**Problem requirements**
Lay out the entries below as a two-column CSV with the header row entry_text,answer and one row for each entry. Put each entry's text and its answer in a single double-quoted field, with any line breaks turned into spaces.
....................
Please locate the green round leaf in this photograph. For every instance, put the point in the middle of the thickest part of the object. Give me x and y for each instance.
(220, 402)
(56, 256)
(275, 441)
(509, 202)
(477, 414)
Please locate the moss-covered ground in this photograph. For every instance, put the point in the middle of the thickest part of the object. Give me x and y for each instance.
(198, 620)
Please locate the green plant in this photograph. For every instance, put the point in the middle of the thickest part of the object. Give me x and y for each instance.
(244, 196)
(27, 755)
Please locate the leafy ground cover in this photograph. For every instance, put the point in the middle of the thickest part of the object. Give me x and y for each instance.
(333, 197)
....................
**Solution to this task**
entry_text,answer
"Please locate the green round leaf in this photograph. For every instance, put the point in the middle of the thickest part of the object. Give me x and y for each instance.","(220, 402) (56, 256) (275, 441) (509, 202) (477, 414)"
"Please locate the moss-covered ground in this photograph. For every instance, put the point in the middle of the thickest part of the object. Give me x and y for each instance.","(198, 620)"
"Please locate the green plant in this photograph. For every instance, put the point in the middle of the thickest part of the object. Give me x and y for each instance.","(244, 196) (27, 755)"
"Please locate the leafy ground cover in this photograph. For every instance, put the point in the middle of the thickest part of the object. Give me x and y for each instance.","(333, 197)"